PROBLEM TO WORK ON: Copy out every row below that contains the string "belongs", matching its uppercase and lowercase letters exactly.
** start DATA IN THIS EXERCISE **
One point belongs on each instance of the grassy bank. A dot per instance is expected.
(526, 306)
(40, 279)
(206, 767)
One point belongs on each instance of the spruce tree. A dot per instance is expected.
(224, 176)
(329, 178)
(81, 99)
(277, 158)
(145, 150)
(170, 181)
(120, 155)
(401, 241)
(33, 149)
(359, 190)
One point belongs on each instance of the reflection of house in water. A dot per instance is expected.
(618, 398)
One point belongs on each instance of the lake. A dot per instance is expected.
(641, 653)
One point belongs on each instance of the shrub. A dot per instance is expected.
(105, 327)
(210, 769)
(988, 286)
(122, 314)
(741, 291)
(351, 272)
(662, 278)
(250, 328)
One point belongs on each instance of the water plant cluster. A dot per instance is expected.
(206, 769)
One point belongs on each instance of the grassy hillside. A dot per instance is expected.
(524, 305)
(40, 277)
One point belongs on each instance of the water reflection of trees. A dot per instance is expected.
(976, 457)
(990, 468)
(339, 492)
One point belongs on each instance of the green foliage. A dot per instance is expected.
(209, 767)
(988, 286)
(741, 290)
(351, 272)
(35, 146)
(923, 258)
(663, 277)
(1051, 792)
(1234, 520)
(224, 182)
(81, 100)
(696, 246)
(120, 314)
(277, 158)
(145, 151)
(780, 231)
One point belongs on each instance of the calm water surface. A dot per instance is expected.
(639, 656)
** end DATA IN THIS EXERCISE **
** start DATA IN THIS EXERCISE **
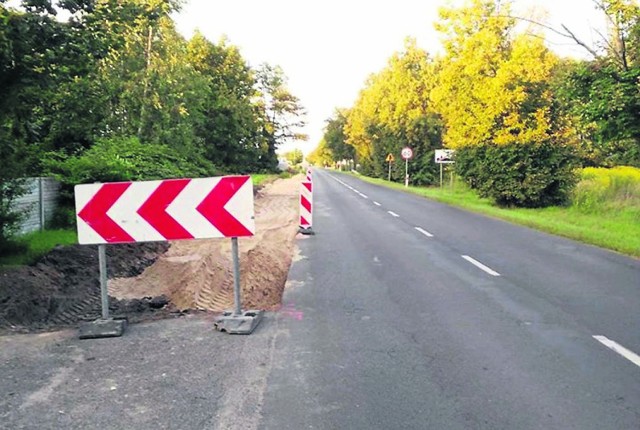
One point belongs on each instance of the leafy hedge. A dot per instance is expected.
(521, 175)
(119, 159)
** end DATA IN THIS EXERCISE **
SOLUTION TO THIS PROBLEM:
One point belongs on each instance of the grassy bank. A dot per instance is expected.
One point belongs on each instance of the spruce tree. A dot per instance is expected.
One point belongs on each instance of the reflection of house in water. A dot per instance is expected.
One point belongs on each instance of the lake. A dot per instance is expected.
One point belongs on each instance of the shrub. A dot per instance is expected.
One point belongs on each instance of the water plant cluster. A dot per instance is expected.
One point belongs on each instance of the grassy hillside. A dot per instance is expected.
One point belongs on each instance of the water reflection of trees. A dot per instance is expected.
One point belongs on each instance of the green foliage. A dot per instance is expected.
One point belongs on each instance of the calm water surface. A dot per instance is expected.
One point belongs on each instance of the leafy hedge. A dot per instance is expected.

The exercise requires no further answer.